▸ What you are asked to do
All that is wanted is a word-for-word copy of the line with "Find the blurred" and every line after it in the data below.

════

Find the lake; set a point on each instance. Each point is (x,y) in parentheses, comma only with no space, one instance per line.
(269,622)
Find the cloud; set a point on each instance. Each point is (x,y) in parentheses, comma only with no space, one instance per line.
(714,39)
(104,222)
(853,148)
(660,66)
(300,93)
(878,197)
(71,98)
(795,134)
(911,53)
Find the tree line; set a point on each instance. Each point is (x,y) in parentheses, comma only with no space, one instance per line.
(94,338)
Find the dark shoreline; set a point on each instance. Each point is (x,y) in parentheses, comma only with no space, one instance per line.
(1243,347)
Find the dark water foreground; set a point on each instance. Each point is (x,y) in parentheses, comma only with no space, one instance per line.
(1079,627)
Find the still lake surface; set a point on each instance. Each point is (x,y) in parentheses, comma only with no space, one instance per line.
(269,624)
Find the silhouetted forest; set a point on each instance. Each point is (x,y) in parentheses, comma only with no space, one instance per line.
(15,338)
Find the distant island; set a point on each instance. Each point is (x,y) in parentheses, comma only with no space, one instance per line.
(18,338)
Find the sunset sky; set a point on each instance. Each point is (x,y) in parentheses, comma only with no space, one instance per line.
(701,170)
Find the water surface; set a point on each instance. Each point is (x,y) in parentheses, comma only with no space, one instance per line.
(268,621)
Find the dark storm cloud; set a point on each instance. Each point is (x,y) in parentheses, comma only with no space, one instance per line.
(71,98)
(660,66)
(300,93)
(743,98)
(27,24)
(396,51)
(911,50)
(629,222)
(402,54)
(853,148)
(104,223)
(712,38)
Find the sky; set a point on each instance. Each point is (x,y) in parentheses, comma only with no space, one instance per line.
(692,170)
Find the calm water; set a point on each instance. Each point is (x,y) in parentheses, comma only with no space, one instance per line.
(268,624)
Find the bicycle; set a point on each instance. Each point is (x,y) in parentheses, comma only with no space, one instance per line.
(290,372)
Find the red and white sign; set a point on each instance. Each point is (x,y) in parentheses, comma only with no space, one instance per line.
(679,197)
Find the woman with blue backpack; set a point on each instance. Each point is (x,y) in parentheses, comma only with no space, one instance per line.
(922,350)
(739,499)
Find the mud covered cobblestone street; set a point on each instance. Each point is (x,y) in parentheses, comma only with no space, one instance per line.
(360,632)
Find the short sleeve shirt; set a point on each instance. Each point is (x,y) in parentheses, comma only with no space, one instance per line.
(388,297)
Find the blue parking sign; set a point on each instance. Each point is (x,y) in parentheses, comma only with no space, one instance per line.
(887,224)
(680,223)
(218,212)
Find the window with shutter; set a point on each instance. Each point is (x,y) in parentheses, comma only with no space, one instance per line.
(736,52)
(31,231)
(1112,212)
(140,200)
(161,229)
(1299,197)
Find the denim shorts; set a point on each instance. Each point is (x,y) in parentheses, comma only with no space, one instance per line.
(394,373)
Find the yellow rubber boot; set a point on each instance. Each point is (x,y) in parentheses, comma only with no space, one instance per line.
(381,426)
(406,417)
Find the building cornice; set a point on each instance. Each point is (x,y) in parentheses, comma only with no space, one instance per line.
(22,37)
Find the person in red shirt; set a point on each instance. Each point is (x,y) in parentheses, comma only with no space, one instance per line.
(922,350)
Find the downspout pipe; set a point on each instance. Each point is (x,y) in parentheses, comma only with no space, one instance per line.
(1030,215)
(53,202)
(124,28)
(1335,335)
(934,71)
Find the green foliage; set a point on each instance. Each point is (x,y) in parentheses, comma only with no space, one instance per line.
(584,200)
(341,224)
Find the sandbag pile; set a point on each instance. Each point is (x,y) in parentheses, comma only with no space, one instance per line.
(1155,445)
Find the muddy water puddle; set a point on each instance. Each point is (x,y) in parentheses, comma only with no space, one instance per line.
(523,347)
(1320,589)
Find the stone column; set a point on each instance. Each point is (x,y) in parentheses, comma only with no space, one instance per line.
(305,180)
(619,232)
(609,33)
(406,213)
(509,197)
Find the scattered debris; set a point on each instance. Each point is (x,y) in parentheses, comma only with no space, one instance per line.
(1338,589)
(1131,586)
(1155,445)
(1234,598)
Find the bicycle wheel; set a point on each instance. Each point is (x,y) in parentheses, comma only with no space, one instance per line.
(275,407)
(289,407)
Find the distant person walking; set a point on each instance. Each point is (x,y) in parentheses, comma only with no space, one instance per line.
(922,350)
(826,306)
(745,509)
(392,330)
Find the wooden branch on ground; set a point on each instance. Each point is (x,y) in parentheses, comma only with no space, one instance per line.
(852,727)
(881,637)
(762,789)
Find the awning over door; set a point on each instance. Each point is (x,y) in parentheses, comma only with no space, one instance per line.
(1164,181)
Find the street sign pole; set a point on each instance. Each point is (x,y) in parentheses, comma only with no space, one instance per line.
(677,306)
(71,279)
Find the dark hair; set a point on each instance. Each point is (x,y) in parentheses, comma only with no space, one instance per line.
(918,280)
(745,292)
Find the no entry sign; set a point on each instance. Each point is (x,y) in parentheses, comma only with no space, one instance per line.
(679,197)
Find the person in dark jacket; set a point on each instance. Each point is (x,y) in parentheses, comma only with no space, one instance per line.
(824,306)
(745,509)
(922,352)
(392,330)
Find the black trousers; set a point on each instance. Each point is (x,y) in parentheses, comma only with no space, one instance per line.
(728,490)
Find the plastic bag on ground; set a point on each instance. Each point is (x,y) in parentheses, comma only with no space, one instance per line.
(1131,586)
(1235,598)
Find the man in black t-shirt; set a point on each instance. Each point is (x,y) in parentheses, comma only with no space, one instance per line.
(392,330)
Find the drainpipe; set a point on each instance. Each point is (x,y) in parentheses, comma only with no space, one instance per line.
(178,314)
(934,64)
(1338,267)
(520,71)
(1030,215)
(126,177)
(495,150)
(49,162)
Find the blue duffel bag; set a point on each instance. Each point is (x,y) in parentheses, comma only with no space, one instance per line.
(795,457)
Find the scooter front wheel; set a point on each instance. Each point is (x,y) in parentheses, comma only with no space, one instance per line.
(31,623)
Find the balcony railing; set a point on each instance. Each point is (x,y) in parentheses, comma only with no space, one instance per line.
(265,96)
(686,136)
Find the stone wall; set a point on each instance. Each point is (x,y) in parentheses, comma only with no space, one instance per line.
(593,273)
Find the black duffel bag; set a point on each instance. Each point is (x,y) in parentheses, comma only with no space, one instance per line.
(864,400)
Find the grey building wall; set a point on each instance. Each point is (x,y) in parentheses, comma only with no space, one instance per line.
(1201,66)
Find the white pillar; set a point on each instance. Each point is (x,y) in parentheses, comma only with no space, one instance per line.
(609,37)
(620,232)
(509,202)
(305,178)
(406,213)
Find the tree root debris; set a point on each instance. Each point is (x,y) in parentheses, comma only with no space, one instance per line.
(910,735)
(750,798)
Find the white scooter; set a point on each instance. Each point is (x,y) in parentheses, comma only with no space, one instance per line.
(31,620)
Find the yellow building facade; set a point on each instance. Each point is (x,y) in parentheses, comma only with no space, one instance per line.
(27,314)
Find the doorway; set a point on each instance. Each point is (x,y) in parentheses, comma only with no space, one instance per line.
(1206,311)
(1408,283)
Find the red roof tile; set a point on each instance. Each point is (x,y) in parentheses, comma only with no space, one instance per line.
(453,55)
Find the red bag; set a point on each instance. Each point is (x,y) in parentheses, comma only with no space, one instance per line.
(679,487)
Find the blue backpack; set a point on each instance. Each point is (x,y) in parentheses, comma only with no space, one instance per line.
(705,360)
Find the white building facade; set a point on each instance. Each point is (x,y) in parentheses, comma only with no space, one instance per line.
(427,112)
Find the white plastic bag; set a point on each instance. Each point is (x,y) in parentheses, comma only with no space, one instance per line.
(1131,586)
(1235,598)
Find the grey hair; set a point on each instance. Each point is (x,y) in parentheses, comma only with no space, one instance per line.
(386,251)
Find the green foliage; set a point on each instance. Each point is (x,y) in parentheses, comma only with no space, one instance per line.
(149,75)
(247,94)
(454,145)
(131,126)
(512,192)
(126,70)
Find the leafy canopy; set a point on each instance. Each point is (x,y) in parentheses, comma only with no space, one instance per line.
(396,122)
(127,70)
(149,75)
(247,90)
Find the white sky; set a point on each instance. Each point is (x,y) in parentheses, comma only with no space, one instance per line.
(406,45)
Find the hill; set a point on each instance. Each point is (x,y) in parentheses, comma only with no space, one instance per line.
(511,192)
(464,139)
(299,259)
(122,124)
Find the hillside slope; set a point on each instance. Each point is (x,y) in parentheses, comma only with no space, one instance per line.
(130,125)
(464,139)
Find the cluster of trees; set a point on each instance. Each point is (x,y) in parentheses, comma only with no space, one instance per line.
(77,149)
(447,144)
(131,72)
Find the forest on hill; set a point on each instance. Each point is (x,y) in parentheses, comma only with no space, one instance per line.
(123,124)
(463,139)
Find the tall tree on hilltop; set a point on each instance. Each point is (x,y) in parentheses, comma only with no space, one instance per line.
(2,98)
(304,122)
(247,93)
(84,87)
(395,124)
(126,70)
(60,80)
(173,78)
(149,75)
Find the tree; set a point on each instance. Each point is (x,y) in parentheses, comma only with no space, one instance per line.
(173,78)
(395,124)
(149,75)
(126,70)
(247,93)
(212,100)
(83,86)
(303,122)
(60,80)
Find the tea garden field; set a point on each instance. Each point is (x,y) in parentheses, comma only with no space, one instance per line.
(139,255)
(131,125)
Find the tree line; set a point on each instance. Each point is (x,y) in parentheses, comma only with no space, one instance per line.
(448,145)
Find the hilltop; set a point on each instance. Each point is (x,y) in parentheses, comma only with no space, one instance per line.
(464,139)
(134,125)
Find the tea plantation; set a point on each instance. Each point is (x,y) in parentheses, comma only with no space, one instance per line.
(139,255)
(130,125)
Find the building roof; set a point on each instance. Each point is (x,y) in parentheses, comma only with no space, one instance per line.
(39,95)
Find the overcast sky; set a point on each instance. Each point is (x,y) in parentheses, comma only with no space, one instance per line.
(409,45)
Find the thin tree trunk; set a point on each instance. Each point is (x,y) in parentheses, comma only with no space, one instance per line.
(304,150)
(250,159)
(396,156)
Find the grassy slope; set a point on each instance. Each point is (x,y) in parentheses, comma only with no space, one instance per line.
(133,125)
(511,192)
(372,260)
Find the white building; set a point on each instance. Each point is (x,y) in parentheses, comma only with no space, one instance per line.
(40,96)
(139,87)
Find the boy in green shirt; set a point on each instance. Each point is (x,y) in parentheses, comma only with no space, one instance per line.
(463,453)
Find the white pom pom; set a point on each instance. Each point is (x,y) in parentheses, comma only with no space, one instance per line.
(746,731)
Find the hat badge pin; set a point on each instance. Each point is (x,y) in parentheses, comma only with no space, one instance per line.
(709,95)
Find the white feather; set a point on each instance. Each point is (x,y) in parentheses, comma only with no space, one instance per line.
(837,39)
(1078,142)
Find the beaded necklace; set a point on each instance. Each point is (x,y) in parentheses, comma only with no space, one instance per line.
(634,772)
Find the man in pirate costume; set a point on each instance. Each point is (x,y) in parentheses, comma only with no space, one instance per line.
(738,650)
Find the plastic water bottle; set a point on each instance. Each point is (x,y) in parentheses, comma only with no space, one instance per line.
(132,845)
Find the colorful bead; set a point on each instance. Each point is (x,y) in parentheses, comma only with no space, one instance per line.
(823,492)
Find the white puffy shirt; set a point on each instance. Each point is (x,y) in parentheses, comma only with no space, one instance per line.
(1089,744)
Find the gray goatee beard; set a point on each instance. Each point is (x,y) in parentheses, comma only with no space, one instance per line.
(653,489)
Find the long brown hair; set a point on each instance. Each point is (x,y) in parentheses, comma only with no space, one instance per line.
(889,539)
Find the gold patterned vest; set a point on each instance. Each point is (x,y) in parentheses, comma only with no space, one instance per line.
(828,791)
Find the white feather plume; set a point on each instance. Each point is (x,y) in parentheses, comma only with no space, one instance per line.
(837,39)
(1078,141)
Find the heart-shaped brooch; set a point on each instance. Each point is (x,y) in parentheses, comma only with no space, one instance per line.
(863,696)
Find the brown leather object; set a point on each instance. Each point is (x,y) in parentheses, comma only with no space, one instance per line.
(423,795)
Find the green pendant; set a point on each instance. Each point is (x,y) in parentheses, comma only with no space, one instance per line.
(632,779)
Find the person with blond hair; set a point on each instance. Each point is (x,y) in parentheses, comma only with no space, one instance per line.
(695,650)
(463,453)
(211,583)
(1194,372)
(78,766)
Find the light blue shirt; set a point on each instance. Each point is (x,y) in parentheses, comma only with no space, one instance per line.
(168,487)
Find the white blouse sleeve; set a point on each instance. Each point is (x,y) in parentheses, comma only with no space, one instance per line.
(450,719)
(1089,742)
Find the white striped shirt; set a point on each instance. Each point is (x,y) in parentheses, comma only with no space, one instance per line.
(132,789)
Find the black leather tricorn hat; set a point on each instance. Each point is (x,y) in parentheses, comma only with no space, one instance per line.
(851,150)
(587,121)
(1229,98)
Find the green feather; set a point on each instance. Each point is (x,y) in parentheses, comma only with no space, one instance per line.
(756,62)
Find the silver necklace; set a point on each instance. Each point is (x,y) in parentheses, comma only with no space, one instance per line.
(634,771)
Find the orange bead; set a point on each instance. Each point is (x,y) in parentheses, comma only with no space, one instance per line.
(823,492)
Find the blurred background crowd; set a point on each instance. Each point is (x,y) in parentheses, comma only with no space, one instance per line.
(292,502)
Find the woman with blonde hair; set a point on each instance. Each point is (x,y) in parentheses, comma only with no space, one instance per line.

════

▸ Written solution
Find the blurred background crowd; set a point on each instance. Each point is (x,y) in parentheses, comma only with no space, one instance per line.
(292,502)
Find the woman with blonde hair; set a point on each instance. Each point is (x,y) in parentheses, comma only with no space, one instance per line.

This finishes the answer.